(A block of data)
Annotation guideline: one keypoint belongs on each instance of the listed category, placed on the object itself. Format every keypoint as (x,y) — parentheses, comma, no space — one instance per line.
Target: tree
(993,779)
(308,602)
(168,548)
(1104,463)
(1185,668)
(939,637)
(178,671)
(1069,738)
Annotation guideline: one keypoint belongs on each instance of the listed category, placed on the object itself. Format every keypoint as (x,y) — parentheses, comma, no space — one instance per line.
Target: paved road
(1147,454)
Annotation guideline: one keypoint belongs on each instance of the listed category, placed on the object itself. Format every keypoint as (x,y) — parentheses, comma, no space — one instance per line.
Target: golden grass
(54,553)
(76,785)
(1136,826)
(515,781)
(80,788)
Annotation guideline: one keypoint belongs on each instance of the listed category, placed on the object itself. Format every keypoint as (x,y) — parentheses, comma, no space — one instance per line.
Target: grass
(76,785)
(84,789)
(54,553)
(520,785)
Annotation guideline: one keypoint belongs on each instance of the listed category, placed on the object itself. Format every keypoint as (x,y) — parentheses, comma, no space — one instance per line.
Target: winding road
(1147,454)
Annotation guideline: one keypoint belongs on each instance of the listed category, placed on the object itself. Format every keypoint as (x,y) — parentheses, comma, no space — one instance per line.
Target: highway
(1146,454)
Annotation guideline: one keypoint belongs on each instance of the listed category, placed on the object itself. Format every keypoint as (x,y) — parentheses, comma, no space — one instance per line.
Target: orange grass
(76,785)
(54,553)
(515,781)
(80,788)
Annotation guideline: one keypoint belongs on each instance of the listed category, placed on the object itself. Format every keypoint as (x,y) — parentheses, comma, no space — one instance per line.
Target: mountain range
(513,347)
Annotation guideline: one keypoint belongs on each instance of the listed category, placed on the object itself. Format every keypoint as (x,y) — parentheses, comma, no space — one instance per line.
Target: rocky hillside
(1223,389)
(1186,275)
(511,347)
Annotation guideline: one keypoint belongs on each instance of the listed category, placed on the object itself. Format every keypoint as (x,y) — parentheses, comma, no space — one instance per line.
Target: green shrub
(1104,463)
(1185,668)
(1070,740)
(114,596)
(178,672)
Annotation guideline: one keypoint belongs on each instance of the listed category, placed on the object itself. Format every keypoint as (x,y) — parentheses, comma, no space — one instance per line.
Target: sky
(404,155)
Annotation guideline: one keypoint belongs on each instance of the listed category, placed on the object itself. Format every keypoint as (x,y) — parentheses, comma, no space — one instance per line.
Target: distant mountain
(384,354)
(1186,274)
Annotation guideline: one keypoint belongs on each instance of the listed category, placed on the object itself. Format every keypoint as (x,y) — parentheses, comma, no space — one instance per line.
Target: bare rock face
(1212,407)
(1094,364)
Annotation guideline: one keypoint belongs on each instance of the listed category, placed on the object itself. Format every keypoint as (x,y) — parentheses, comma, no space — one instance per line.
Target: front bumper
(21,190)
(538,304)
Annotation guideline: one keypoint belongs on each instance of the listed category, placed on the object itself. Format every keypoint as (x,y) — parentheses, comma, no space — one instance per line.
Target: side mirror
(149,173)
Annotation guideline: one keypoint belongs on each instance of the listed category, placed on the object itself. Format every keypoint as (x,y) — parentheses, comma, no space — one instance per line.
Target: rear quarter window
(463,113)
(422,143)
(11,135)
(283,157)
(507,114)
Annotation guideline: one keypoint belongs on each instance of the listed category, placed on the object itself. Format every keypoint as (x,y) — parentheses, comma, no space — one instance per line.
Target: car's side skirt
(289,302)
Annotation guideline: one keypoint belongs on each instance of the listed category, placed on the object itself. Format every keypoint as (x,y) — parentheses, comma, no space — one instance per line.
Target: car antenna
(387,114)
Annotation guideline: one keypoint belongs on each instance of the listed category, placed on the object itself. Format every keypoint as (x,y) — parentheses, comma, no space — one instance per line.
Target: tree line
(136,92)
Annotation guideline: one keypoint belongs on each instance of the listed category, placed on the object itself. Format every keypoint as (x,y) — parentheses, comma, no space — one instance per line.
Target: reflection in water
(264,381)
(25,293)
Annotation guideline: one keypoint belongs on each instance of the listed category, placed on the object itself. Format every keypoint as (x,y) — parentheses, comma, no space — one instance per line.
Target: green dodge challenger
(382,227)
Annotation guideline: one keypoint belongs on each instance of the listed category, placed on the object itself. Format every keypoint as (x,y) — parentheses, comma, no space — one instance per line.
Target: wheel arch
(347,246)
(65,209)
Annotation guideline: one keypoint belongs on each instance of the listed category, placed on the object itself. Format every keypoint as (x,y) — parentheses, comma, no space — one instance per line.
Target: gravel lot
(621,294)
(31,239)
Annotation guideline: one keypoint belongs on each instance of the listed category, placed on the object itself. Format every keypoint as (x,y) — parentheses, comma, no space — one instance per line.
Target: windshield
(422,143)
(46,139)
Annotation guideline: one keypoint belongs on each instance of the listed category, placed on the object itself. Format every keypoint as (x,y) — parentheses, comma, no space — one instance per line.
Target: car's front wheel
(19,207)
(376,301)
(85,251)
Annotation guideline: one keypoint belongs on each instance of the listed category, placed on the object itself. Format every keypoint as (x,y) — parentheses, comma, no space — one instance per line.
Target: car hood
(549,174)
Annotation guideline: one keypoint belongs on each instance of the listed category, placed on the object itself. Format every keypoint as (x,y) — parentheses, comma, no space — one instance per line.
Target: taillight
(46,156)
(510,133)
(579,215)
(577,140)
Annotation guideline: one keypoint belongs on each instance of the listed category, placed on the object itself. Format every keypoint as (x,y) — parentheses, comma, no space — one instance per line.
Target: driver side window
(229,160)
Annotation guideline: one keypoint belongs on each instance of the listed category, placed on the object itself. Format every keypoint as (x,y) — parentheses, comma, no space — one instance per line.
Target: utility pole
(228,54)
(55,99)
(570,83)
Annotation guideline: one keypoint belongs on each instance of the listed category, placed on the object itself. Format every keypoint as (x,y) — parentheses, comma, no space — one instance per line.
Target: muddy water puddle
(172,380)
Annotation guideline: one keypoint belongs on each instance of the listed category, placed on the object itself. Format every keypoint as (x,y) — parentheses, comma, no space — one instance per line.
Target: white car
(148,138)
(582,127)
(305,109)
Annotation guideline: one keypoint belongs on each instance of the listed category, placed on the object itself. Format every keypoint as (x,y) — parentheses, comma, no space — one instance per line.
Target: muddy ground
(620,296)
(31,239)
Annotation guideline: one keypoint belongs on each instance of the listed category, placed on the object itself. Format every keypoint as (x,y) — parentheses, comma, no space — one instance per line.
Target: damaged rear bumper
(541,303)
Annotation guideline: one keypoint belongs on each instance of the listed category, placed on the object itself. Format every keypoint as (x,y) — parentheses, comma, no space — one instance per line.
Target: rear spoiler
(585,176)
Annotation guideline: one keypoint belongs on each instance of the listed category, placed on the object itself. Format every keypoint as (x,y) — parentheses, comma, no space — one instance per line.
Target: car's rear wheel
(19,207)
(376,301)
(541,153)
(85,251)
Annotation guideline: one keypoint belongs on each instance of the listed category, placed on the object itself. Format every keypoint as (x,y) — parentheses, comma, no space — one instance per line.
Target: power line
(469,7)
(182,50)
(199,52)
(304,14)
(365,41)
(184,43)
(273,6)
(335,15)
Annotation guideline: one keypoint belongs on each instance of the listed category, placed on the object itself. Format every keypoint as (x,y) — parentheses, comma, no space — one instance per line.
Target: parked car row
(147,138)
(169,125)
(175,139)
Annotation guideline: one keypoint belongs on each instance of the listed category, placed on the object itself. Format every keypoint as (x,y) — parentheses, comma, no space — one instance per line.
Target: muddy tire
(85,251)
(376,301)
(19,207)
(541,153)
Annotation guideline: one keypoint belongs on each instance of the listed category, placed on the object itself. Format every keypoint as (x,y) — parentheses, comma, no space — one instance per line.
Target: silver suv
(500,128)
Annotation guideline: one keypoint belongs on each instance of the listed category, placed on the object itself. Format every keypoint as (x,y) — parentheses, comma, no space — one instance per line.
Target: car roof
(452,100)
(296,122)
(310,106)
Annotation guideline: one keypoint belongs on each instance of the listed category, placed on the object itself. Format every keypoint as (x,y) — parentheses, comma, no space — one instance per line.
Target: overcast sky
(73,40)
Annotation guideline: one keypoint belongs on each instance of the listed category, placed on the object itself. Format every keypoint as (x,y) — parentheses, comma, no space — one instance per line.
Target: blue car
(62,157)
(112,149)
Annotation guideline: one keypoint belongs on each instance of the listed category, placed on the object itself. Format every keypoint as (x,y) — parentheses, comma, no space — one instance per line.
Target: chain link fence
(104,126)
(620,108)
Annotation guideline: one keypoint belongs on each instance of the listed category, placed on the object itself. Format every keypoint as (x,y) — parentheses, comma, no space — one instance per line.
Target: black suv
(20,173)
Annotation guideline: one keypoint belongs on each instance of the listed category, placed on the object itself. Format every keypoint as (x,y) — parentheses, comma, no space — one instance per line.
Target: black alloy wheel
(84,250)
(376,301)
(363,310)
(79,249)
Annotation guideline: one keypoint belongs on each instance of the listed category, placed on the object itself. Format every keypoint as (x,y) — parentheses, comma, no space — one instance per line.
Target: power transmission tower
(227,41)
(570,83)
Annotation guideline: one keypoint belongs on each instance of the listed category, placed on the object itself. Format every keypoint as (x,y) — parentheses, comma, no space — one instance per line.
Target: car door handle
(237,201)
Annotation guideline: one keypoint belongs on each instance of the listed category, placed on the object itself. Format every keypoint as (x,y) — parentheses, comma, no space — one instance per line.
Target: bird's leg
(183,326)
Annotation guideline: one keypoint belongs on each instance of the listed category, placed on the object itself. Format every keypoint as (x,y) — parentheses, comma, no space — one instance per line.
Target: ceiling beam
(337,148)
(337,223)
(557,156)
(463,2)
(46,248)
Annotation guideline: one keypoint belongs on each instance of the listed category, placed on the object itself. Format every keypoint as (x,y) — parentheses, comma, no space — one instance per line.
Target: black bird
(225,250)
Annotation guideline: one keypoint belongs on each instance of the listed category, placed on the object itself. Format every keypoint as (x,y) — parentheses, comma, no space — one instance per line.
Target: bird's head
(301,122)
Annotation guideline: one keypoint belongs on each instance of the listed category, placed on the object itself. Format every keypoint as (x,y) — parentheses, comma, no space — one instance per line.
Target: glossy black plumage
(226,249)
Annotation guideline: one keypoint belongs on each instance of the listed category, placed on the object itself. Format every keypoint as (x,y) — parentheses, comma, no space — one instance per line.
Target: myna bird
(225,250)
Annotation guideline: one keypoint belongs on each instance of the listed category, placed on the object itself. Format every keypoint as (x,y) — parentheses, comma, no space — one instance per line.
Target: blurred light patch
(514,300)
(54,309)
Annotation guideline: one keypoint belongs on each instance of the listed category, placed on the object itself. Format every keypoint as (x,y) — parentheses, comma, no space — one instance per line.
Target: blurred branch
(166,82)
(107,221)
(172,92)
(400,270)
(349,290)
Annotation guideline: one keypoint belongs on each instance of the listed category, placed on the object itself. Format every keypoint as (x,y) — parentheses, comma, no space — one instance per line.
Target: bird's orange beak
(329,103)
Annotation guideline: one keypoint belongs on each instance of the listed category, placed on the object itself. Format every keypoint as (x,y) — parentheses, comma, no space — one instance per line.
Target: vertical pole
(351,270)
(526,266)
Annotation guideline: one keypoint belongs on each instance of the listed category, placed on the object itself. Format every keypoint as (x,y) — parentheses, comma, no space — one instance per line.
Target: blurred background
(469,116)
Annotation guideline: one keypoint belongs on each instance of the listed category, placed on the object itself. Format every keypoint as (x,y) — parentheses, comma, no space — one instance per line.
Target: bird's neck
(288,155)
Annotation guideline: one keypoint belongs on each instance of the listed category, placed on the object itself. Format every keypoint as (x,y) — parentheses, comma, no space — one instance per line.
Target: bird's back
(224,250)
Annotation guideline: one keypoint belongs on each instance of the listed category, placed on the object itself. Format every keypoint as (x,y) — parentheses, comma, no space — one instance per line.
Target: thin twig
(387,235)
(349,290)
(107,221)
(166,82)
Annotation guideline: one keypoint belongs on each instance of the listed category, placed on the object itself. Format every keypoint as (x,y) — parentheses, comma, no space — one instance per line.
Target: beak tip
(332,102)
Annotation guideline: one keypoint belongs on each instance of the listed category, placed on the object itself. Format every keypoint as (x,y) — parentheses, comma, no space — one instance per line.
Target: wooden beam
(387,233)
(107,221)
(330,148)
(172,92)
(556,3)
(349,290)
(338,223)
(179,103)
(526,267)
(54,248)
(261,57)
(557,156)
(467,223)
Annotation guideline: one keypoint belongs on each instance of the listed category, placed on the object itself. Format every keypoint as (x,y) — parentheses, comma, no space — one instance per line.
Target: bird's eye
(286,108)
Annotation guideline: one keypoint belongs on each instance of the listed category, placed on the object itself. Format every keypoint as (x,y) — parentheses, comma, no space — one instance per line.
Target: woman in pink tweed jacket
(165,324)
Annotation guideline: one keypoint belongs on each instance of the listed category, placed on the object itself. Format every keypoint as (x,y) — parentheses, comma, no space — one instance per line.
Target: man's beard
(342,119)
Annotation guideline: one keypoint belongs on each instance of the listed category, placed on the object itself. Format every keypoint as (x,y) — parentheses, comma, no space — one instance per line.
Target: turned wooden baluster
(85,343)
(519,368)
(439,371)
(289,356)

Task details: Pull out every line of the material that contains the word "black", treating uppercase and lowercase as different.

The result:
Target: black suv
Target: black alloy wheel
Target: black bird
Target: glossy black plumage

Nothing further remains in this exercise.